Compito da svolgere
Prosegui il testo sul gioco pubblico italiano dopo l'emergenza Covid-19, riprendendo subito dopo la sua ultima frase.

=== Brano del documento ===

Una crisi sanitaria mondiale, ci voleva questo per il 2020 e per il mondo del gioco pubblico italiano. Unico motivo che difatti ha fatto parlare quantomeno di riordino e riorganizzazione del settore. Provocando una tardiva presa di coscienza da parte della politica, non ultima di quella politica che è impegnata a lavorare all’interno del settore.
Una riforma generale del mondo del gioco italiano si chiede a gran voce, con urgenza e pressante necessità, ormai da anni.
L’emergenza Covid-19 ha portato solo alla luce tanti punti oscuri, finalmente, agli occhi del legislatore e delle istituzioni. Anomalie, criticità, assurdità, tutte tipicità di un paese distopico come l’Italia, sono state per anni ignorate. Anche l’influsso e l’influenza del crimine e dell’evasione fiscale hanno fatto poco rumore, fino a quando tutti questi tempi non sono esplosi compromettendo qualsiasi tipo di equilibrio in Italia: economico, certo, ma anche etico, politico e sociale.
Nell’Italia post Coronavirus il gioco sembra trovare spazio al punto che il tema è tornato centrale in ogni territorio: in quelli più “calmi” ed in quelli più “ostili”, come l’Abruzzo ed il Piemonte. Proprio nei territori in cui il gioco è visto con più ostilità si è giunti alla comprensione totale delle difficoltà di una situazione ormai insostenibile e del danno, anche economico-lavorativo, provocato alle aziende, alle imprese e ai lavoratori.
Sembra così che il momento della guerra, praticamente continua, sia cessato in nome di un momento di pace ritenuto, dalle istituzioni finalmente, necessario.

=== Dati forniti ===

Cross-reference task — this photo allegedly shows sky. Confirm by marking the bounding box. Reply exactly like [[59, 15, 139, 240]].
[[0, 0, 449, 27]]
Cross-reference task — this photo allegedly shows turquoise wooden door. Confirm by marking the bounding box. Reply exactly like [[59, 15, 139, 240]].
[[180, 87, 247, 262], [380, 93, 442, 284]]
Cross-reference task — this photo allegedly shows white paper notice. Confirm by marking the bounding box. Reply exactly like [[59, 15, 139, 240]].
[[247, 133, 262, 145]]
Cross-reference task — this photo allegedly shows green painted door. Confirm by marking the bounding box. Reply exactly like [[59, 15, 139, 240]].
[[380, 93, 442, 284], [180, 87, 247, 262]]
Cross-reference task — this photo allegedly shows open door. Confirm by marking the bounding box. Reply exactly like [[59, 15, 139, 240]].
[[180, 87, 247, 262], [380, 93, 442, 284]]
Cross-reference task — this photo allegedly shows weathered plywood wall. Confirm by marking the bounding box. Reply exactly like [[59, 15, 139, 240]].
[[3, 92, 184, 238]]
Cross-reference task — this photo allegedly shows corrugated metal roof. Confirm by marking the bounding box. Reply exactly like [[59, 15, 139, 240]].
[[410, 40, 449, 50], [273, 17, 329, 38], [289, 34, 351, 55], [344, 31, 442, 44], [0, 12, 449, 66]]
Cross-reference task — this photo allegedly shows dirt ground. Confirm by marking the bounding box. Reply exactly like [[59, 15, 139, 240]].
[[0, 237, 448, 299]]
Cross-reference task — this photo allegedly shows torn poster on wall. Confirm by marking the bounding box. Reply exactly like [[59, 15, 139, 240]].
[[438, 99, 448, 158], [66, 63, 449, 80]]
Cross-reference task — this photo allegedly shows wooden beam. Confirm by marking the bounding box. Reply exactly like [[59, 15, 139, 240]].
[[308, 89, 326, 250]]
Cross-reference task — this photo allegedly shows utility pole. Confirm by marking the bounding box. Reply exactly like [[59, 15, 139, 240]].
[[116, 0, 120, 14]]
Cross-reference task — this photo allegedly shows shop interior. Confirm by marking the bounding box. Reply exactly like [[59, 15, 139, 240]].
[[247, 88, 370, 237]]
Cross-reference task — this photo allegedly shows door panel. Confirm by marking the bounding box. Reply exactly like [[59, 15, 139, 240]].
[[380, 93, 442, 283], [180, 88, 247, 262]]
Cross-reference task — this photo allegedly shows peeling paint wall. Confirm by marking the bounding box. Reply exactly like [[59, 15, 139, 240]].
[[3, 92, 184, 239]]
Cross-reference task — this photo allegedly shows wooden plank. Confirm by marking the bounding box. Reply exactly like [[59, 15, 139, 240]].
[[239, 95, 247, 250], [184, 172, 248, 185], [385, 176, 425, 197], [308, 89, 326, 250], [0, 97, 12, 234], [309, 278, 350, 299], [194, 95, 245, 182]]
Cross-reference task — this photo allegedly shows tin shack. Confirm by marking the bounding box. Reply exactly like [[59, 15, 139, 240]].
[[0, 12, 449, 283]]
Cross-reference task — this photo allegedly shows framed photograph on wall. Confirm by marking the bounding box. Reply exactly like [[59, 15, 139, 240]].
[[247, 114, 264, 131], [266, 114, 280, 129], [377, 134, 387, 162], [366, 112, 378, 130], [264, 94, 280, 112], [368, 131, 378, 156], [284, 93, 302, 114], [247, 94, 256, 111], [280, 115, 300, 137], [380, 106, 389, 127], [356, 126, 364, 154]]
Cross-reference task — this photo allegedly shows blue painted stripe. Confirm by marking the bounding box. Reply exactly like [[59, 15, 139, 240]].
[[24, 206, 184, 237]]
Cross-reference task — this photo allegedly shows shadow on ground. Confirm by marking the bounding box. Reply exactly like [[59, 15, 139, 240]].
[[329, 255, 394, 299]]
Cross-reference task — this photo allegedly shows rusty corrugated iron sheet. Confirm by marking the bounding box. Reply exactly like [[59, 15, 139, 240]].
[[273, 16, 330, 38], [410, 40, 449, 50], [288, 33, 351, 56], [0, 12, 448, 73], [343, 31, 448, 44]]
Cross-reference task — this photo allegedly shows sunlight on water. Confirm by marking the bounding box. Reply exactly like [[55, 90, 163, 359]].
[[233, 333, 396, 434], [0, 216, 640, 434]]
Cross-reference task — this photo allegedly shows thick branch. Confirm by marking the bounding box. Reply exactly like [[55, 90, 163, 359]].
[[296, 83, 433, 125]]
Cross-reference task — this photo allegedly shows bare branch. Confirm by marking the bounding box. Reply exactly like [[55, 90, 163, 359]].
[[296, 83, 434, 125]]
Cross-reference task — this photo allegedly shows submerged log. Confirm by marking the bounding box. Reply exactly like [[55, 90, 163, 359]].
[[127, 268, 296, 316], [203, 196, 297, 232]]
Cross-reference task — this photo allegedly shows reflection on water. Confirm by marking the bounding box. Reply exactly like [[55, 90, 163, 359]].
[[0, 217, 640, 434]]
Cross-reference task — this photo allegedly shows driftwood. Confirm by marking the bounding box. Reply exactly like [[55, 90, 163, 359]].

===

Risultato dell'esercizio
Ma la notizia più importante di tutte viene dal livello centrale: qui il gioco comincia ad essere trattato “quasi” come se fosse pari ad altri settori. Qualche pregiudizio pure sopravvive, anche qualche dietrologia in nome dell’etica e del buonsenso: in questo senso, unico, si spiega la chiusura dei locali di gioco senza alcuna valutazione scientifica. Ma in senso positivo c’è da accogliere l’ingresso del settore gioco tra quelli beneficiari dei ristori scelti dall’Esecutivo.
Più in generale il gioco pubblico è oggetto di trattazione più ampia da parte di governo e Parlamento, che mirano alla sua ricostruzione e riorganizzazione all’indomani della pandemia. Da qui nasce la proposta del regolatore e del governo di slittamento delle gare per il rinnovo delle concessioni per i prossimi 24 mesi, il tempo del riordino e di risolvere la spinosa “questione territoriale”. Il tutto proprio “grazie” alla pandemia, che ha portato anche i più intransigenti a guardare al gioco in maniera meno rigida, schematica e stereotipata. I tempi, ora, sono maturi.